**EXCERPT TO READ**.
══════════

Dear Malone,
Your little sister’s arrival is just days away. We don’t know when she’s coming but we know it is soon. I’m 38.5 weeks pregnant. I kiss you goodnight every night, wondering if the day was our very last day of just the two of us.
For the past four years, you have been the center of my universe. I’m nervous that you’ll feel like you’re getting the shaft after she’s here. But this is all for you babe. All for you. And in a way, all for her too. I know how lonely it is to grow up without a sibling and I don’t want that for you. The two of you will have a shared history as you grow and someone to lean on as you get older. Something that I, as an only child do not have.
You’ve been sticking extra close to me lately. I can tell you’re nervous and scared. I can’t leave the house to run an errand with extra hugs and kisses from you. I can tell that you know things are going to change. And I know things are going to change too. But I don’t know how. I don’t have the answers. This is going to be a new adventure for our family. That much I do know. It probably will be painful- but growth always is, my love.
This morning you asked if we could have an extra cuddle on my bed. While we were laying there curled up together, you finally felt safe enough to let your feelings out.
“I don’t want her to come yet,” you said. “I’m really enjoying these last few days of just the two of us.” Such wisdom, coming from four year old you.
It broke my heart to hear those words because I feel the same way. My belly is heavy and my body is weak from carrying your sister around. My back constantly hurts. But I’m trying my best to make the most of our time together. And when you ask me to pick you up, I do it.
I want you to know that no matter what, there is room for you. Your soon to be born baby sister might take up my arms or my lap. But you always have a space next to me, near me, and in my heart.
Love,
Mama
Beautiful and oh so true. I have three wee ones and it was scary moving from 1-2. I can honestly say adding onto our family has been the best thing ever and my kids are constantly asking for more siblings (not gonna happen) which makes me feel 100% good about our family dynamics. Your little guy will love being the big guy. Maybe not at first but in the long run. You will love watching them interact. It is the most amazing thing to see your kids together.

══════════

**PROBLEM REQUIREMENTS**. Write what comes next in the post about Malone's baby sister, starting right after its last sentence. The records that come next have nothing to do with the post about Malone's baby sister.

══════════

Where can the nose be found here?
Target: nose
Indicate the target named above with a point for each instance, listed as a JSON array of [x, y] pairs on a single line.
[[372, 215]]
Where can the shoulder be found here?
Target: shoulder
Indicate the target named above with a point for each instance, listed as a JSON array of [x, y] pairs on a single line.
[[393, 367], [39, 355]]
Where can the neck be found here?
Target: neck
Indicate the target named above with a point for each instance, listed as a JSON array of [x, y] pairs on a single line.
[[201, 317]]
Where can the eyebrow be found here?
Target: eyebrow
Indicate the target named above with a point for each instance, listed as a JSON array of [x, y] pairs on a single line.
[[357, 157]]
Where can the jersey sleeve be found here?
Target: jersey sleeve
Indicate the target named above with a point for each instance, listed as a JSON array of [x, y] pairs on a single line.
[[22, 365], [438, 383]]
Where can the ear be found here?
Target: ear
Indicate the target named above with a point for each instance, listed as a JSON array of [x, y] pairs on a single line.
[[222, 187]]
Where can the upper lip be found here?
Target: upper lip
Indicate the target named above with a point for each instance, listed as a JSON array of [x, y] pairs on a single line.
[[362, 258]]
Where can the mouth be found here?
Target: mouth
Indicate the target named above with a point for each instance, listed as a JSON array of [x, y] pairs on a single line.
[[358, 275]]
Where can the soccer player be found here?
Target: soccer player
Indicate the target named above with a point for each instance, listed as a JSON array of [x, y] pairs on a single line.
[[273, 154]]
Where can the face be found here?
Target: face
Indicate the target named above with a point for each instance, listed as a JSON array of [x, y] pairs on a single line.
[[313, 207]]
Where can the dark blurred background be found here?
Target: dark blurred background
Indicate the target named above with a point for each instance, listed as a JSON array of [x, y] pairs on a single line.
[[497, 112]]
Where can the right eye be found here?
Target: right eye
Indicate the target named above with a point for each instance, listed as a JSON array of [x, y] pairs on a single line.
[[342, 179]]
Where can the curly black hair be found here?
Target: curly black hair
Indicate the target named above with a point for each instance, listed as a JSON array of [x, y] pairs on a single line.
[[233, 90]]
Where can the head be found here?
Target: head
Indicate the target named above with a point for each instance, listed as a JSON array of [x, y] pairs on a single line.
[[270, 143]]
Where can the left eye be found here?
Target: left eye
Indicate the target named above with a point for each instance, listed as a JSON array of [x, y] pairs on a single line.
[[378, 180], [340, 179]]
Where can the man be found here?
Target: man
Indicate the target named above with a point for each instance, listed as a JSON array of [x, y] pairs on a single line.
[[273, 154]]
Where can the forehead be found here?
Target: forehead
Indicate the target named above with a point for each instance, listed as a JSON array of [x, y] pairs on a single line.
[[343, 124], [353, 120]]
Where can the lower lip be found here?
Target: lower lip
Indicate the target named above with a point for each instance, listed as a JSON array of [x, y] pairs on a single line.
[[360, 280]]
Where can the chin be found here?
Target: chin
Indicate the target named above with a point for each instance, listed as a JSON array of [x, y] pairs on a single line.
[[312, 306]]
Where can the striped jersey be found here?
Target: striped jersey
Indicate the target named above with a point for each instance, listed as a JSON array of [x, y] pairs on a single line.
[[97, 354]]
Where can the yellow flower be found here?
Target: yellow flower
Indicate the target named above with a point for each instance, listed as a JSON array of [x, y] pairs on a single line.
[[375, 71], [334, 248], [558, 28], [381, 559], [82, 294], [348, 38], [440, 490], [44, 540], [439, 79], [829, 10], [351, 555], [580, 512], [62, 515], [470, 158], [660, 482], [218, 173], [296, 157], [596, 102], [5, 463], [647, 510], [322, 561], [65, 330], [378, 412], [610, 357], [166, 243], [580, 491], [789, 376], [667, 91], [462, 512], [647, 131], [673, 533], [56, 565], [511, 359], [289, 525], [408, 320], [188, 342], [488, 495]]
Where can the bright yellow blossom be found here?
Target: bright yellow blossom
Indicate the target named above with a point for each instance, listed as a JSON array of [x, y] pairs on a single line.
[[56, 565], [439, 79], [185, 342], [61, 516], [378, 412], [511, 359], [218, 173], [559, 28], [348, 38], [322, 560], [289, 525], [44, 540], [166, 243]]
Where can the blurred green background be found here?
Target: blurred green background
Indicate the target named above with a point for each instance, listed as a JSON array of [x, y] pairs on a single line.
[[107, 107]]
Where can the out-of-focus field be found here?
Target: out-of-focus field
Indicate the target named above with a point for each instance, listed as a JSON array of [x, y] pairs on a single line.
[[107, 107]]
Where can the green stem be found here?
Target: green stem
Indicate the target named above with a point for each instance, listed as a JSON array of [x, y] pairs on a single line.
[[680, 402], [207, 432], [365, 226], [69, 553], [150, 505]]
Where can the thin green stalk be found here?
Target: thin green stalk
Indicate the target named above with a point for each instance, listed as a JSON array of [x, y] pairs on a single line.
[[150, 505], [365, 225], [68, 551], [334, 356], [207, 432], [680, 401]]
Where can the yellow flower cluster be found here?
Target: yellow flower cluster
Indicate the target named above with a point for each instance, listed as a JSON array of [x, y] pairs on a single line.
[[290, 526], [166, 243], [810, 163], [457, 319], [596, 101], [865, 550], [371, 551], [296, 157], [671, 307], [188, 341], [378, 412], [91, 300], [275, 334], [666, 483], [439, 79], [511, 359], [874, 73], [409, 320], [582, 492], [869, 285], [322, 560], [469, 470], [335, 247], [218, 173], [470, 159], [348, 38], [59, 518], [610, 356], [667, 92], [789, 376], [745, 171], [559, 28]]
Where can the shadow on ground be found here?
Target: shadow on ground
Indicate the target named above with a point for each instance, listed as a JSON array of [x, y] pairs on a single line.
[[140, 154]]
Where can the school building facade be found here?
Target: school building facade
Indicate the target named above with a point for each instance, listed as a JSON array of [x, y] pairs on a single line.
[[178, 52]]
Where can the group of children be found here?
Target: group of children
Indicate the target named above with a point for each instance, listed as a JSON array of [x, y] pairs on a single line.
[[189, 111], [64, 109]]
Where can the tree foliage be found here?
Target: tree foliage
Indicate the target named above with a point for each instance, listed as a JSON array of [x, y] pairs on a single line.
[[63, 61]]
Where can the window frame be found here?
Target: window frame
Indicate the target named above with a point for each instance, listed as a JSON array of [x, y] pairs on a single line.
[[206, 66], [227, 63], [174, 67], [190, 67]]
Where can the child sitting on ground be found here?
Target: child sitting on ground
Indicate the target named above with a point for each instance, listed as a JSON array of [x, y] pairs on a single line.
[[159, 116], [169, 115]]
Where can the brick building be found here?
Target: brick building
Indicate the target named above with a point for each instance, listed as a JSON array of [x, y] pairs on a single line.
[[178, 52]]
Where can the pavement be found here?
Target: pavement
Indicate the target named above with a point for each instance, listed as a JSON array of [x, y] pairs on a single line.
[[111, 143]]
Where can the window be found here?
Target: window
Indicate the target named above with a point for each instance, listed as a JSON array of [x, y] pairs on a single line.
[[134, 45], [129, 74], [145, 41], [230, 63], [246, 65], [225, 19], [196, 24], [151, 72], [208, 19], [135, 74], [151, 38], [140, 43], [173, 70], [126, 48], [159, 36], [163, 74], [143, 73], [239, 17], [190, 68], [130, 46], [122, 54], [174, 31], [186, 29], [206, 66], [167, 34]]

══════════

**FINAL RESULT**.
Enjoy!
Amanda | onemommysthoughts.com
I clearly remember that feeling of anxiety and worry right before my second baby was born, feeling like I was taking something away from my oldest. But that feeling went away very quickly after the baby was born. I hope it’s the same for you!
Shell recently posted..Pour Your Heart Out: My Son’s Simple View of 42
Awe! What a sweet time together. I’m sure you’ll both adjust soon enough. Then your little guy will enjoy holding his baby sister in his arms. Congratulations to your family.
Carla recently posted..My Boys
I remember that feeling SO WELL before my 2nd came along…I just wanted to soak up the time together with my first. And then they met for the first time, and I knew right then in that moment that *this* is what I had been waiting for. :)-Ashley
The Dose of Reality recently posted..Would You Rather: Go 2 Weeks With No Access To An Iron Or A Blow Dryer?
So sweet. By now you may have had your baby already. But if you haven’t, and maybe even if you have, know that you’re right. Your son will learn things through his sister that you can’t teach him any other way. He’ll learn that life is not all about him, he’ll learn selflessness, and he’ll have a friend (and maybe an enemy) with him all the time. I’m one of seven children.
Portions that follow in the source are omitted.